What you are asked to do >>
Retype the material that follows, keeping every word as it is.

Records provided >>
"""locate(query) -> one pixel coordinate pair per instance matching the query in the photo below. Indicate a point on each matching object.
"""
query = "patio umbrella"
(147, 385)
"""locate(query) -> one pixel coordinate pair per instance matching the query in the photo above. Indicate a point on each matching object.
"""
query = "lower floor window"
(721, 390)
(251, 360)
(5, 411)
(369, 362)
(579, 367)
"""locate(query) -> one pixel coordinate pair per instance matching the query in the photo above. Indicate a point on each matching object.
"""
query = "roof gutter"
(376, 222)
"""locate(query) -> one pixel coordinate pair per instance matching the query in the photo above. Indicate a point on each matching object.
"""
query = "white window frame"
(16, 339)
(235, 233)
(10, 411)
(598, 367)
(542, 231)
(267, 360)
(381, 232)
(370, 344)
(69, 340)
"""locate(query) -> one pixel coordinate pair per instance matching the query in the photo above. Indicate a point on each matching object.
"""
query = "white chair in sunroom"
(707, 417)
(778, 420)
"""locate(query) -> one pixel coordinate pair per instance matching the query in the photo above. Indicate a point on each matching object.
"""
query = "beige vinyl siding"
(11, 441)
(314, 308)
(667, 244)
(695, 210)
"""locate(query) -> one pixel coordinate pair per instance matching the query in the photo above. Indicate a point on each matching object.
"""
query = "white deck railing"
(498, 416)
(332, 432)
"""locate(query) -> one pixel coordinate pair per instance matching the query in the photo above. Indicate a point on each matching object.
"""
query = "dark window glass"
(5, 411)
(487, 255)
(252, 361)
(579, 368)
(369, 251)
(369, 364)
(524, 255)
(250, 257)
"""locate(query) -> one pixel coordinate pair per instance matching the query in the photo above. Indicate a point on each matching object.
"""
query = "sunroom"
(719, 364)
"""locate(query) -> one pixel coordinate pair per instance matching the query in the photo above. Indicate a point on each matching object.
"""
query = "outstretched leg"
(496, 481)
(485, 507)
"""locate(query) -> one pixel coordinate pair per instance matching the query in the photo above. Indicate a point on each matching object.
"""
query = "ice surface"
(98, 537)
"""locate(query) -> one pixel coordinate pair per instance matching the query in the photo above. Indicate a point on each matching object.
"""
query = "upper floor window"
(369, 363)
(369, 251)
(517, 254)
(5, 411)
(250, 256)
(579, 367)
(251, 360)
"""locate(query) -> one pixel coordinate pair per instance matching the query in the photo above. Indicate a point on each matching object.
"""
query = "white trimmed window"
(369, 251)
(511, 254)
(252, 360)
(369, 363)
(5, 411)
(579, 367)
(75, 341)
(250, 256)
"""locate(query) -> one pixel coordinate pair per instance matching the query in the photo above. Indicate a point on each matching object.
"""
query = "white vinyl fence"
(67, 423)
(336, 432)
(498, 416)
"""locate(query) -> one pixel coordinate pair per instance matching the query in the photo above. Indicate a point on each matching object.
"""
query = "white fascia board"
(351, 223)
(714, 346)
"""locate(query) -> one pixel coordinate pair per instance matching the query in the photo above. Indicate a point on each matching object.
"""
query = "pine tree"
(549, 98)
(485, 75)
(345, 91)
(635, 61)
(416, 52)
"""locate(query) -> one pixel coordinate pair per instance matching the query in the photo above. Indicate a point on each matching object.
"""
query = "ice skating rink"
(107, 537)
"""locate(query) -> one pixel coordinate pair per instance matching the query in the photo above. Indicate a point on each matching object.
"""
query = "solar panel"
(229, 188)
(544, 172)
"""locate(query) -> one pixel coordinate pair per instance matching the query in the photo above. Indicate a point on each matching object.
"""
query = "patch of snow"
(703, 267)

Task answer >>
"""locate(query) -> one pixel coordinate pair per instance matching the query in the photo below. Indicate a point on each matching object.
"""
query = "patio umbrella"
(147, 385)
"""locate(query) -> one pixel coordinate pair per instance matching the query in the photo above. Indicate a point on each matching object.
"""
query = "lower floor window"
(721, 390)
(251, 360)
(5, 411)
(369, 362)
(579, 367)
"""locate(query) -> one pixel coordinate pair per instance matching the query in the photo above. Indicate a point on each matching object.
"""
query = "roof gutter"
(376, 222)
"""locate(query) -> one pixel coordinate pair per instance matching the query in the photo above. Indicate a point on each matching object.
"""
query = "white window frame"
(16, 339)
(235, 233)
(10, 411)
(598, 367)
(542, 231)
(267, 360)
(381, 232)
(370, 344)
(69, 340)
"""locate(query) -> one pixel coordinate pair per instance matching the query in the photo above. Indicate a point on each matching object.
"""
query = "white chair in sunroom"
(707, 417)
(778, 420)
"""locate(query) -> one pixel coordinate pair per instance matching the query in the photo above. Indicate a point on each matching object.
"""
query = "beige vinyl siding"
(11, 441)
(314, 308)
(667, 244)
(695, 210)
"""locate(query) -> one pixel coordinate pair per instance matching the query in the photo above. Indicate a point on each matching object.
"""
query = "white deck railing"
(498, 416)
(332, 432)
"""locate(query) -> one pixel coordinate pair per instance matching the query in the photo above. Indicate a point on each matching object.
"""
query = "dark window glass"
(5, 411)
(487, 255)
(252, 361)
(579, 368)
(369, 251)
(369, 364)
(524, 255)
(250, 257)
"""locate(query) -> one pixel coordinate pair per instance matching the query in the photo above. Indicate a point on each matching object.
"""
query = "sunroom"
(719, 364)
"""locate(query) -> one pixel coordinate pair per instance matching the query in the photo above. Indicate a point on each matching object.
"""
query = "outstretched leg"
(496, 481)
(485, 507)
"""locate(query) -> one pixel coordinate pair per instance matching the query in the photo above. Indicate a point on each matching object.
"""
query = "ice surface"
(98, 537)
"""locate(query) -> one pixel coordinate pair per instance matching the query in the photo above. Indicate a point on each matching object.
"""
query = "upper floor window"
(369, 363)
(369, 251)
(517, 254)
(5, 411)
(250, 256)
(579, 367)
(251, 360)
"""locate(query) -> one pixel coordinate pair per instance matching the query in the photo above. Indicate a point on each matching object.
"""
query = "white trimmed window"
(369, 251)
(511, 254)
(252, 360)
(369, 363)
(5, 411)
(579, 367)
(75, 341)
(250, 256)
"""locate(query) -> one pixel coordinate pair per instance matching the query in the photo above. Indicate a point on each matching object.
"""
query = "white vinyl fence"
(67, 423)
(336, 432)
(498, 416)
"""locate(query) -> one pixel coordinate pair per instance matching the query in the photo above. Indicate a point on each matching object.
"""
query = "white fascia board"
(351, 223)
(714, 346)
"""locate(query) -> one pixel coordinate pair per instance matching the query in the photo above. Indicate a point on each matching object.
"""
query = "pine tree"
(549, 98)
(485, 75)
(345, 91)
(635, 61)
(416, 52)
"""locate(query) -> one pixel coordinate pair per instance matching the query in the photo above. Indicate a point on each matching object.
"""
query = "ice skating rink"
(107, 537)
"""locate(query) -> one pixel coordinate pair per instance matching the query in the photo above. Indicate a point on each matching object.
"""
query = "solar panel"
(229, 188)
(544, 172)
"""locate(query) -> one pixel coordinate pair per instance matching the query in the photo above. Indicate a point on each matching object.
"""
query = "patch of snow"
(703, 267)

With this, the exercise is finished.